> [Excerpted data]:
□ □ □ □ □
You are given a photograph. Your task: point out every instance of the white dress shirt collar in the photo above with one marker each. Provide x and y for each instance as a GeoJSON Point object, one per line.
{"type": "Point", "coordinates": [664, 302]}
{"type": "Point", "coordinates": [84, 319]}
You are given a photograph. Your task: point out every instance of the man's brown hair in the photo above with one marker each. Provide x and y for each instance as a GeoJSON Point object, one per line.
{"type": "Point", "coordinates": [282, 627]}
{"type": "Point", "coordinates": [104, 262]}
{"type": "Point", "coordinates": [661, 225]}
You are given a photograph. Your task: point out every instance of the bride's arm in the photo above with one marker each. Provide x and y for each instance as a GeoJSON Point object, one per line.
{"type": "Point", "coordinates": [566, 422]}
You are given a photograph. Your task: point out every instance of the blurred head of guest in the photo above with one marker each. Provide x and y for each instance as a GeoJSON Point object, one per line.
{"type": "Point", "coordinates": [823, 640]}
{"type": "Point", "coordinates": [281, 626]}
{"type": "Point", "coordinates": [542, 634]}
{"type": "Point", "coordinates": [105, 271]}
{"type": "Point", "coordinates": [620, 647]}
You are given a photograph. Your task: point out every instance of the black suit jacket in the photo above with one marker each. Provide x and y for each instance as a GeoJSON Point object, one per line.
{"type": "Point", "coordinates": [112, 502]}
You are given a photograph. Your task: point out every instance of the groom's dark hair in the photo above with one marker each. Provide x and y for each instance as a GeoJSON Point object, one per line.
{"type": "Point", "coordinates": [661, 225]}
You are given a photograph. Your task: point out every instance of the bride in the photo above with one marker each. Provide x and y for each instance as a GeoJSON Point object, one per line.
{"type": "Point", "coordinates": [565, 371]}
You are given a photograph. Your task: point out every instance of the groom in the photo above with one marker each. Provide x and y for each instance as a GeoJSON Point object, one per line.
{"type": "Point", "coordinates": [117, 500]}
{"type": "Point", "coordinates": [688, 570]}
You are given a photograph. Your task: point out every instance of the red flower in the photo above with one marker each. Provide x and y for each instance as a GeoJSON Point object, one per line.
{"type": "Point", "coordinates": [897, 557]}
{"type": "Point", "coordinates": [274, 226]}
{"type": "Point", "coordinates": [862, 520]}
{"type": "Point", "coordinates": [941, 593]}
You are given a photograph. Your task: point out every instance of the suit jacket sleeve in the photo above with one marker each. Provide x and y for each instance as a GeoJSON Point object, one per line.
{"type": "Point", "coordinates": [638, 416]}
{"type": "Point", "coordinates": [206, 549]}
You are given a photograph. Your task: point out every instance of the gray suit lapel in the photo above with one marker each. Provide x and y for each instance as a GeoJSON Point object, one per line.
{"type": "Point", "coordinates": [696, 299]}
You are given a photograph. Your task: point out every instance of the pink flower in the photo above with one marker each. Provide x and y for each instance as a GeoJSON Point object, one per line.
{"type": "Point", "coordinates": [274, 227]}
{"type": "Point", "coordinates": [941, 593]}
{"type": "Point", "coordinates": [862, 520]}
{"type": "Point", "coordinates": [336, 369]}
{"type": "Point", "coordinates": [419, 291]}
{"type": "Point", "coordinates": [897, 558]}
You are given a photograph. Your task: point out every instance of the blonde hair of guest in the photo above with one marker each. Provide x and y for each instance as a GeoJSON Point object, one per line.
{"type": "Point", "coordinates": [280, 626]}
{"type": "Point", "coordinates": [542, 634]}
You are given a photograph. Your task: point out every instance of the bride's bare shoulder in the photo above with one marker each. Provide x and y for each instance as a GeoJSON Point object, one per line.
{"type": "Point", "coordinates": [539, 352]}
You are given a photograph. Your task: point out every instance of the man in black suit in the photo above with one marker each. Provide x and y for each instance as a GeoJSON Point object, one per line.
□ □ □ □ □
> [Instructions for the task]:
Retype the entries in full. Keep every line identical.

> [Task solution]:
You are given a photograph. Your task: point out every instance of the white dress shirt collar in the photo above with one marker each. Provide x and y for each instance as a GeoJSON Point object, one per line.
{"type": "Point", "coordinates": [664, 302]}
{"type": "Point", "coordinates": [84, 319]}
You are given a photograph. Your task: point out every instance of the man's brown hair in the photo above with one marker each. Provide x and y for each instance as a GeoJSON Point object, one per line.
{"type": "Point", "coordinates": [282, 627]}
{"type": "Point", "coordinates": [104, 262]}
{"type": "Point", "coordinates": [661, 225]}
You are given a photograph. Your task: point out every instance of the bride's arm in the photo above with one marker each. Provide x and y for each instance as a GeoJSON Point object, one per line.
{"type": "Point", "coordinates": [566, 422]}
You are given a photograph. Your task: point out every instance of the blurred head of guest in the photo above with one marker each. Provide x and y for each instance as a GeoJSON Point object, one per line.
{"type": "Point", "coordinates": [823, 640]}
{"type": "Point", "coordinates": [281, 626]}
{"type": "Point", "coordinates": [542, 634]}
{"type": "Point", "coordinates": [105, 271]}
{"type": "Point", "coordinates": [620, 647]}
You are given a photograph. Your task: point out every instance of the black suit jacket in the photo above with one marker each. Provide x and y for each instance as a GeoJSON Point object, one per line.
{"type": "Point", "coordinates": [112, 502]}
You are given a photograph. Your task: point out every instance of the groom's dark hair in the photo above with one marker each. Provide x and y for each instance as a GeoJSON Point object, one per line.
{"type": "Point", "coordinates": [661, 225]}
You are given a photograph. Your task: point out every instance of the bride in the photo above with one marker each. Provide x and y for each instance as a GeoJSON Point object, one per line.
{"type": "Point", "coordinates": [565, 371]}
You are given a photograph. Your task: point out every instance of the groom in the photo above with one marker each. Provide x and y for each instance as a GeoJSON Point object, one per line.
{"type": "Point", "coordinates": [117, 500]}
{"type": "Point", "coordinates": [688, 570]}
You are given a photograph. Your task: point out every instance of the red flower in the photo above with one marker each. Provide x and y for each instance as a GeoJSON Point object, one per line.
{"type": "Point", "coordinates": [897, 557]}
{"type": "Point", "coordinates": [274, 226]}
{"type": "Point", "coordinates": [862, 520]}
{"type": "Point", "coordinates": [941, 593]}
You are given a photograph. Your task: point out every instance of the suit jacket sleeve in the photo above with one marker each. Provide x and y for each instance as a GeoJSON Point object, one per line.
{"type": "Point", "coordinates": [638, 416]}
{"type": "Point", "coordinates": [206, 549]}
You are given a photograph. Your task: point out every instance of the gray suit lapel in the photo above with one marker each. Provide x and y for each instance as a GeoJSON Point object, one per line.
{"type": "Point", "coordinates": [696, 299]}
You are given a photograph. Your task: point out every instance of the pink flower in the photo above with one marker each. Provide x and y for each instance as a GeoJSON Point object, one per line.
{"type": "Point", "coordinates": [274, 227]}
{"type": "Point", "coordinates": [941, 593]}
{"type": "Point", "coordinates": [862, 520]}
{"type": "Point", "coordinates": [336, 369]}
{"type": "Point", "coordinates": [419, 291]}
{"type": "Point", "coordinates": [897, 558]}
You are given a photograph. Your task: point out every instance of the blonde hair of guest in the photo above with one marker each. Provide x and y for each instance as a GeoJSON Point object, one per line.
{"type": "Point", "coordinates": [280, 626]}
{"type": "Point", "coordinates": [542, 634]}
You are given a photograph. Your task: point out every instance of the bride's bare shoulder in the photo above with one marker each. Provide x and y for each instance as a GeoJSON Point object, one per line.
{"type": "Point", "coordinates": [539, 352]}
You are given a photograph. Your task: point out every instance of the man in black suit in the photo above with one marker each. Provide x and y for each instance as a GeoJSON Point object, one per line.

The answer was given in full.